=== PROBLEM DESCRIPTION ===
Can you locate every line in the items below that contains the word "white" and copy each one out? Case counts.

=== DATA EXCERPTS ===
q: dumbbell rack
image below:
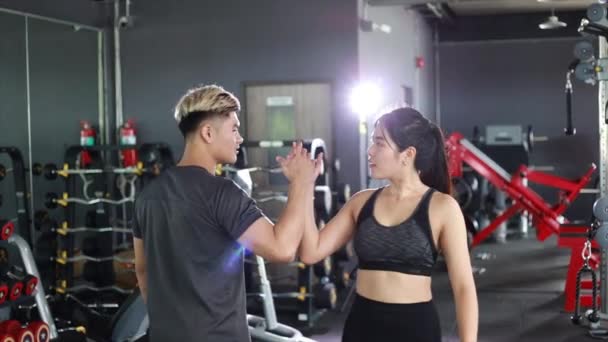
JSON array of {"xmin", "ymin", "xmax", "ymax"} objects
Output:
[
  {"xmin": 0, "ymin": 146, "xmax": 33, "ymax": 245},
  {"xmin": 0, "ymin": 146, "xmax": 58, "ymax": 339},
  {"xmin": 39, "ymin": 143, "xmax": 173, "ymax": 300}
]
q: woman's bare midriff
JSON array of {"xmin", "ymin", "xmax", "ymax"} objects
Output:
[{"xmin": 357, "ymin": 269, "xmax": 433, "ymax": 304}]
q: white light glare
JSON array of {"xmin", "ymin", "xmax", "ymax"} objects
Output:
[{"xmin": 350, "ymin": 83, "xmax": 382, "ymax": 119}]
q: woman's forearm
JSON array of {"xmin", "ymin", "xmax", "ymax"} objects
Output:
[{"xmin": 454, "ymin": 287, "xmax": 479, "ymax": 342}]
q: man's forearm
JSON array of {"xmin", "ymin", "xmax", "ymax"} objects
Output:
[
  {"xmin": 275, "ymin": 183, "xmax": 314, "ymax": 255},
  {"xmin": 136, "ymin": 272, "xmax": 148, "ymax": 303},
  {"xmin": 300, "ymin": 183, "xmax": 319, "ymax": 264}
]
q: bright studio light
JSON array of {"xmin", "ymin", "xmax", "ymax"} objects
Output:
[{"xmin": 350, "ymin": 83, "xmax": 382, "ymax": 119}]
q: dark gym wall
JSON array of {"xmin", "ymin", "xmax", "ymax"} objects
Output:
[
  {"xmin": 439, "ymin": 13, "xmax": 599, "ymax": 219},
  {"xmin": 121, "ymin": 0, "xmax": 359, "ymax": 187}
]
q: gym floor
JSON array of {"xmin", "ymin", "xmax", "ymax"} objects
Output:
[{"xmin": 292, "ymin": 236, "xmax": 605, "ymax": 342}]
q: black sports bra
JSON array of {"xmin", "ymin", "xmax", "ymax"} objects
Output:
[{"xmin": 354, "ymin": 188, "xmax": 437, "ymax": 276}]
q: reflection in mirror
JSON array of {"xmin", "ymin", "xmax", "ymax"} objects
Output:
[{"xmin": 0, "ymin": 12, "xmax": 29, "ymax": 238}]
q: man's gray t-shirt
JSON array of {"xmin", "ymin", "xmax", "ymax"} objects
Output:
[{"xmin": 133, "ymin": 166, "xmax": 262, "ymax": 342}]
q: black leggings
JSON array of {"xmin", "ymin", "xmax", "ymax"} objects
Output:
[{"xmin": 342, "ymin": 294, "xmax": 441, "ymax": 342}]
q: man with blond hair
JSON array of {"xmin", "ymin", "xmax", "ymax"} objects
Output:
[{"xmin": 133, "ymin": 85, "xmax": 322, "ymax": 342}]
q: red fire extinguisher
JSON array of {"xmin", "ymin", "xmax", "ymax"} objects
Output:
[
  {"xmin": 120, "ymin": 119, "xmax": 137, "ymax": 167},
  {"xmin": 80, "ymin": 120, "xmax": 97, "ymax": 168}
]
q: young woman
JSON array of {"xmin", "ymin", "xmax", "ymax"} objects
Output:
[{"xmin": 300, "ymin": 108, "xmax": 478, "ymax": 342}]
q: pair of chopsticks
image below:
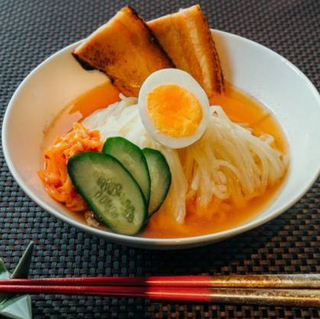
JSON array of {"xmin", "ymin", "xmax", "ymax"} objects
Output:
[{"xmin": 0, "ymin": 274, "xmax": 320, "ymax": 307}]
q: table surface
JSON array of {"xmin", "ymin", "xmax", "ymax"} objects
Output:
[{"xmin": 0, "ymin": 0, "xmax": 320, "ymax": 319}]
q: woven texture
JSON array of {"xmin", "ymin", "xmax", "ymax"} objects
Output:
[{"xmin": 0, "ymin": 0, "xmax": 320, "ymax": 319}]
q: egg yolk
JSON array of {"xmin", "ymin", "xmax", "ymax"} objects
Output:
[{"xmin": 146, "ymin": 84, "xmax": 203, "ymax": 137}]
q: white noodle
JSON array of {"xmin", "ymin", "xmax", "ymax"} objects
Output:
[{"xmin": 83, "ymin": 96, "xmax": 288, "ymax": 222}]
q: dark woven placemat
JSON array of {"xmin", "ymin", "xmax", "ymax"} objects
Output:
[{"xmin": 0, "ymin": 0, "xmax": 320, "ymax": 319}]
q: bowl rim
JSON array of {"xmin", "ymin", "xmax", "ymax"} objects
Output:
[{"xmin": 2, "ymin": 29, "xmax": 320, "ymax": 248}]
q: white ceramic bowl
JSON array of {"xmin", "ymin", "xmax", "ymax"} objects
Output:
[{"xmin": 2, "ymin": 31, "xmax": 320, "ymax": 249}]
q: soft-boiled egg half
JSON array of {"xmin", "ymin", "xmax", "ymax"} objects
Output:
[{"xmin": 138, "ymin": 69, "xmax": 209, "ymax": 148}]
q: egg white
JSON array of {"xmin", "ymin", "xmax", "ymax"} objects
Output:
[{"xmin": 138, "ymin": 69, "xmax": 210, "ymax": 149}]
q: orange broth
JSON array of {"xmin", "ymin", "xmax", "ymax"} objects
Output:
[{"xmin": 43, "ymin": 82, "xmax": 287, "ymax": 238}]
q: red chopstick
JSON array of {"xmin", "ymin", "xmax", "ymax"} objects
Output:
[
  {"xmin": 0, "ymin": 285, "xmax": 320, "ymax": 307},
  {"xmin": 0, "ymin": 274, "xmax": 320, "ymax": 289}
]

==

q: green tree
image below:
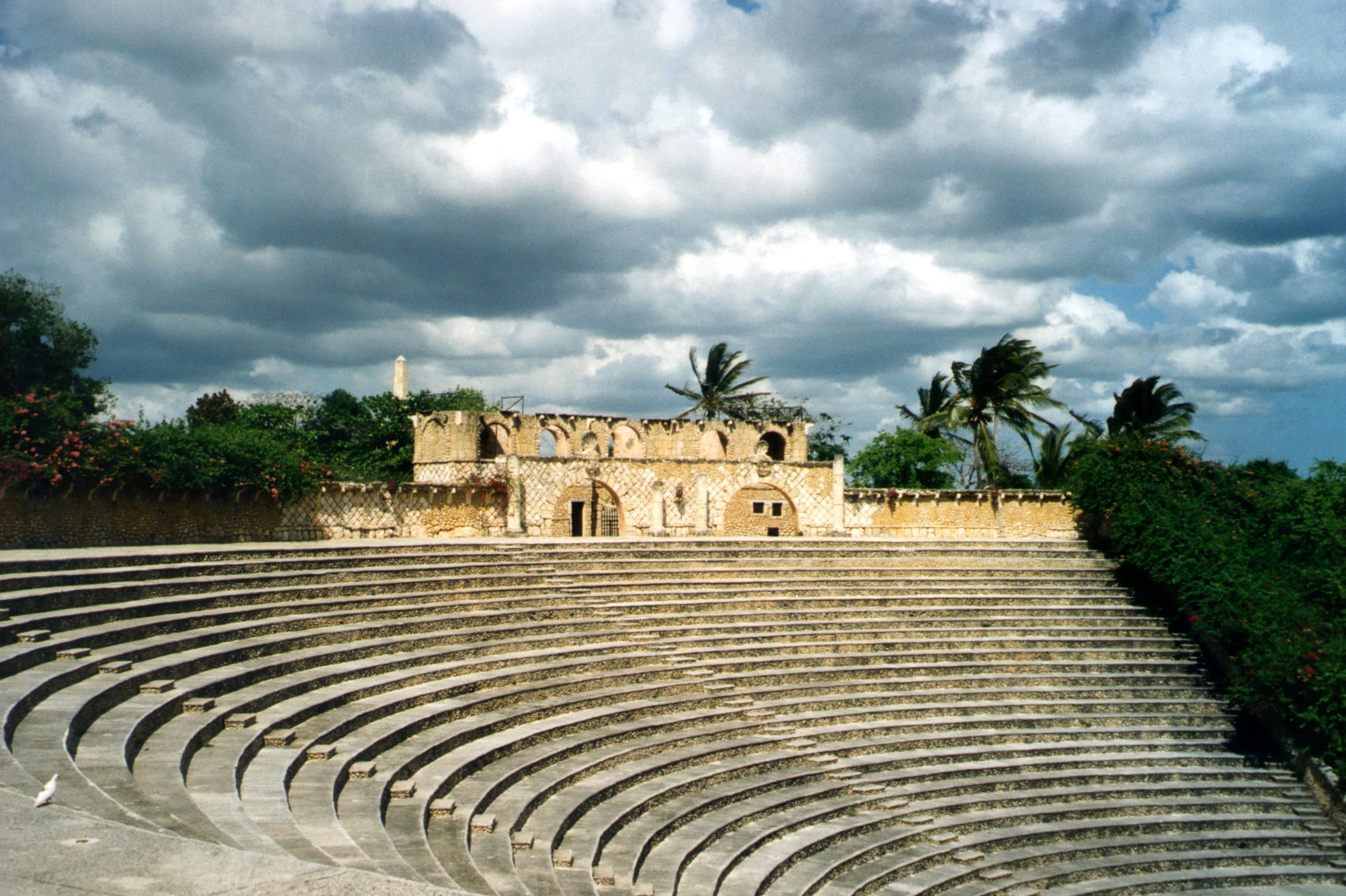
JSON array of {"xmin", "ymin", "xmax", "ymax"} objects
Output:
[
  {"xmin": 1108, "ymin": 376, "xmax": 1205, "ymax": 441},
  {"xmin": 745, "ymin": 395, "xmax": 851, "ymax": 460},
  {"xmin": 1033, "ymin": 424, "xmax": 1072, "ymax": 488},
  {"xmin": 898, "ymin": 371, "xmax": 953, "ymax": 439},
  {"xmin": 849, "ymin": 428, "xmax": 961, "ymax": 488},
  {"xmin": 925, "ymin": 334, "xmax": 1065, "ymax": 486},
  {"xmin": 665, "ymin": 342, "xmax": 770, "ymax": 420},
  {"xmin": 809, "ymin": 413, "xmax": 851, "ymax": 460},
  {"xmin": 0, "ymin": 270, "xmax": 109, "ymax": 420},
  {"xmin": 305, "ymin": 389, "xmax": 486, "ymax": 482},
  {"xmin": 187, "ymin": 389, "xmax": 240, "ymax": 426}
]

=== RESULT ===
q: white light glare
q: white noodle
q: white ceramic bowl
q: egg white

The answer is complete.